-- Text provided --
- Opening Delimiter -

The disruption of the Covid-19 epidemic could actually present retailers with long-term opportunities, as it has forced them to hasten their journey towards a genuine omni-channel approach and speed up the personalisation of their digital channels.

Those are the main conclusions of Retail Rebound - a panel sponsored by Criteo - at The Drum’s Digital Summit and involving lively conversation between Specsavers’ marketing and e-commerce director, Chris Carter, and Criteo’s UK country manager, Marc Ó Fathaigh. They discussed the need to be genuinely agile and operate at unprecedented speeds while acknowledging that a host of new competitors have now entered the retail space.

Watch the full panel session here

For the first time ever, over 30% of all UK commerce will be digital this year, compared to 21% in 2019. This, according to Carter, means all marketers now have to think omni-channel – not just digital marketers. The biggest shift in focus this approach requires is how to identify customers as they move online.

- Closing Delimiter -

-- Directions --
1. Write out the passage on retail after Covid-19 from "The disruption of" to "the retail space.".
2. Extend the passage on retail after Covid-19, continuing on from its final sentence.
The rows below come from a separate source unrelated to the passage on retail after Covid-19.

-- Records supplied --
- Opening Delimiter -

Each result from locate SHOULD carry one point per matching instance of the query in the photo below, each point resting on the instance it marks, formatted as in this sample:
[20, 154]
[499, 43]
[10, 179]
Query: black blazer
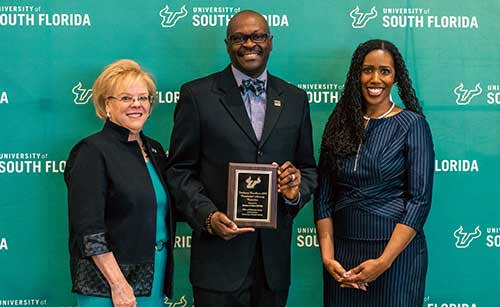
[112, 207]
[211, 129]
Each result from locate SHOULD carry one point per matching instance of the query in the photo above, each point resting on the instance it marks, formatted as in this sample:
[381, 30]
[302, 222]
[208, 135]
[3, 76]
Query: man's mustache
[243, 50]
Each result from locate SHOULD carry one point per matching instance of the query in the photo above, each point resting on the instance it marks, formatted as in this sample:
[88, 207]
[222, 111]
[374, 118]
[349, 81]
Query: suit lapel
[232, 101]
[274, 106]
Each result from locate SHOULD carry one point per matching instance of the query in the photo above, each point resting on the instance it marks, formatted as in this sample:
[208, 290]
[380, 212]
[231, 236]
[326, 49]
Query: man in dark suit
[241, 114]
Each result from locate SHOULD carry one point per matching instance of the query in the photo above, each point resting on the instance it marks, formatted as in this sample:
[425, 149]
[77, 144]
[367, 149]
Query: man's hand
[225, 228]
[289, 179]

- Closing Delimiter -

-- Numbered answers --
1.
The disruption of the Covid-19 epidemic could actually present retailers with long-term opportunities, as it has forced them to hasten their journey towards a genuine omni-channel approach and speed up the personalisation of their digital channels.

Those are the main conclusions of Retail Rebound - a panel sponsored by Criteo - at The Drum’s Digital Summit and involving lively conversation between Specsavers’ marketing and e-commerce director, Chris Carter, and Criteo’s UK country manager, Marc Ó Fathaigh. They discussed the need to be genuinely agile and operate at unprecedented speeds while acknowledging that a host of new competitors have now entered the retail space.

2.
“It’s very easy to give consumers a great experience in-store and then treat them like a stranger as soon as they visit your website,” Carter says, stressing the need to build a user-friendly customer identifier process into the experience to help build personalised pages. Citing Amazon, Spotify and Netflix as standard-bearers of personalisation, he adds: “Every time you go onto these sites it’s a completely different homepage and different from everyone else’s you’ve ever seen. They know exactly who you are.” Retail is a long way off that, he suggests. 

Specsavers radically altered the services it offered during the pandemic and launched an e-commerce journey within the first few weeks. And, according to Carter, its content focus switched towards its own channels telling care stories on social and PR. “The platform we launched was ‘Open for Care’ and we prioritised people with critical health need and health workers first.” 

The brand began telling those customer stories over 100 consecutive days. The danger in this was the potential commoditisation of the brand. Criteo had surveyed customers in the first lockdown and found 50% had tried a new retail brand. Consumers are shopping around, comparing value, service and quality online.  When asked if it was a one-off, 82% said they were happy to continue shopping that way.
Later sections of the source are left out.